## Do this
From the news article on the missile strike in Poland, transcribe verbatim the passage starting with "Polish media reported" and going on through "with Russian weapons.".

## Source document
Two Polish citizens were killed by a Russian-made missile on Tuesday, raising fears that Russia’s war in Ukraine could spill over into NATO territory.
KYIV, Ukraine — Poland said early Wednesday that a Russian-made missile fell in the eastern part of the country, killing two people in a blast that Ukrainian President Volodymr Zelenskyy decried as “a very significant escalation” of the war.
The exact circumstances of the fatal explosion were unclear, including who fired the missile and from where. The Polish government said it was investigating and raising its level of military preparedness. NATO planned to hold an emergency meeting to discuss the events close to the Ukrainian border. Russia denied any involvement.
Zelenskyy’s comments, delivered in an evening address to the nation, came hours after a senior U.S. intelligence official told The Associated Press that Russian missiles had crossed into Polish territory and killed two people.
A second person said that apparent Russian missiles struck a site in Poland about 15 miles from the Ukrainian border.
A statement from the Polish Foreign Ministry identified the weapon as being made in Russia. President Andrzej Duda was more cautious, saying that it was “most probably” Russian-made but that its origins were still being verified.
“We are acting with calm,” Duda said. “This is a difficult situation.”
Elsewhere, President Joe Biden convened an emergency meeting of the Group of Seven and NATO leaders in Indonesia for consultations on the situation in Poland.
Biden, who was awakened overnight by staff with the news of the missile while attending the Group of 20 summit, called Polish President Andrzej Duda to express his condolences. On Twitter, Biden promised “full U.S support for and assistance with Poland’s investigation,” and “reaffirmed the United States’ ironclad commitment to NATO.”
Meanwhile, NATO Secretary-General Jens Stoltenberg called the meeting of the alliance’s envoys in Brussels. The U.N. Security Council also planned to meet Wednesday for a previously scheduled briefing on the situation in Ukraine. The strike in Poland was certain to be raised.
Poland’s statement did not address whether the strike could have been a targeting error or if the missile could have been knocked off course by Ukrainian defenses.
In their statements, Poland and NATO used language that suggested they were not treating the missile blast as an intentional Russian attack, at least for now. A NATO statement called it a “tragic incident.”
If Russia had deliberately targeted Poland, it would risk drawing the 30-nation alliance into the conflict at a time when it is already struggling to fend off Ukrainian forces.
Polish media reported that the strike took place in an area where grain was drying in Przewodów, a village near the border with Ukraine.
The Russian Defense Ministry denied being behind “any strikes on targets near the Ukrainian-Polish border” and said in a statement that photos of purported damage “have nothing to do” with Russian weapons.
Polish Foreign Minister Zbigniew Rau summoned the Russian ambassador and “demanded immediate detailed explanations,” the government said.
The strike came to light Tuesday as Russia pounded Ukraine’s energy facilities with its biggest barrage of missiles yet, striking targets across the country and causing widespread blackouts.
The barrage also affected neighboring Moldova. It reported massive power outages after the strikes knocked out a key power line that supplies the small nation, an official said.
The missile strikes plunged much of Ukraine into darkness and drew defiance from Zelenskyy, who shook his fist and declared: “We will survive everything.”
In his nightly address, the Ukrainian leader said the strike in Poland offered proof that “terror is not limited by our state borders.”

[Pointing dataset records]
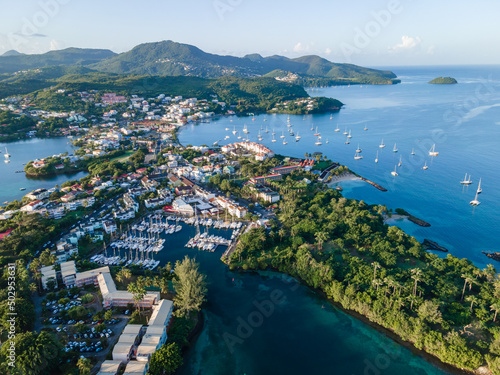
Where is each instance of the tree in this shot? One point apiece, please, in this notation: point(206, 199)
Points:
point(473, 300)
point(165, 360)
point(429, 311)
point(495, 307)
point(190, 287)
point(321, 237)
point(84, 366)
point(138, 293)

---

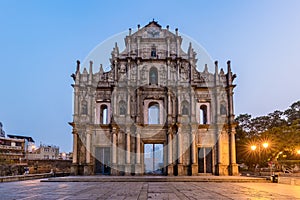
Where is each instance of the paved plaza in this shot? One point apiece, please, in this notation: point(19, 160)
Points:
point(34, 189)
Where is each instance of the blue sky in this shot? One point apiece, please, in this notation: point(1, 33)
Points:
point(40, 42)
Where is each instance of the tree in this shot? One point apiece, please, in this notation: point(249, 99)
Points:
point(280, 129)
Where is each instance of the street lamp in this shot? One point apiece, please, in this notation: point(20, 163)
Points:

...

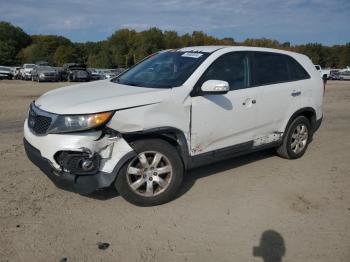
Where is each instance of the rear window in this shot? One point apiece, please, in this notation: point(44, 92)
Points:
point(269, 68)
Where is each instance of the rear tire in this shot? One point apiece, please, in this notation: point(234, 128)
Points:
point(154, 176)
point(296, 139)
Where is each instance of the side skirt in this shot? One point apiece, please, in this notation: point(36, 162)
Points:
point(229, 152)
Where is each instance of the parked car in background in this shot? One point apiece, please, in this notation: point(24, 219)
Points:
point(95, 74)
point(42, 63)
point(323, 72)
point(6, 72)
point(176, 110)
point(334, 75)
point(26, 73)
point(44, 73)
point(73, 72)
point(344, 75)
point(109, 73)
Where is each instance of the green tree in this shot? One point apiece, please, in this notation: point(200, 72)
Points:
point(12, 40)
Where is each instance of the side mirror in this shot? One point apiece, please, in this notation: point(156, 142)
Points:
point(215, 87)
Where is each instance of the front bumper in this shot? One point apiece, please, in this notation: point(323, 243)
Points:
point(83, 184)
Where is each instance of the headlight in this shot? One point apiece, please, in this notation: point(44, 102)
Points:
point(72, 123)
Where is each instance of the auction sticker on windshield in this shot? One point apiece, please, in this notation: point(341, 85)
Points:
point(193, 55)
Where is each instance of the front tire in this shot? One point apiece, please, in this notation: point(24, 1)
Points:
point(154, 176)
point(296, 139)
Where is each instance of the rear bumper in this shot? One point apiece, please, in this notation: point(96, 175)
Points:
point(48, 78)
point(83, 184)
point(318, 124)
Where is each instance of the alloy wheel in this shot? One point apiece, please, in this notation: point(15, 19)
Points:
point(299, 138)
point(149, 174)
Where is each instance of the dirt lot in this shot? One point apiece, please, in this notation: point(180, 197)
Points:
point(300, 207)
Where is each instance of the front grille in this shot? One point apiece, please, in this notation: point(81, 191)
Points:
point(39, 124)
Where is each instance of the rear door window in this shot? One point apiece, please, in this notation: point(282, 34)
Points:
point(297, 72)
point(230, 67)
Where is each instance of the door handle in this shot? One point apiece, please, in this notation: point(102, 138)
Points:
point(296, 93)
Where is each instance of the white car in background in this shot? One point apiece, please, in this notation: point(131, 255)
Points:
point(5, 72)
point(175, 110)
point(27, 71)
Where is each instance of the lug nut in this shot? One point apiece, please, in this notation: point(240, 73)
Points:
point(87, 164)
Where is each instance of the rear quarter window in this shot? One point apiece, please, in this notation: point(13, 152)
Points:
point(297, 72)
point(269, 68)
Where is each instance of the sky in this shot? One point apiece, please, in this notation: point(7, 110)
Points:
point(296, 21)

## Solution for this task
Polish media reported that the strike took place in an area where grain was drying in Przewodów, a village near the border with Ukraine.
The Russian Defense Ministry denied being behind “any strikes on targets near the Ukrainian-Polish border” and said in a statement that photos of purported damage “have nothing to do” with Russian weapons.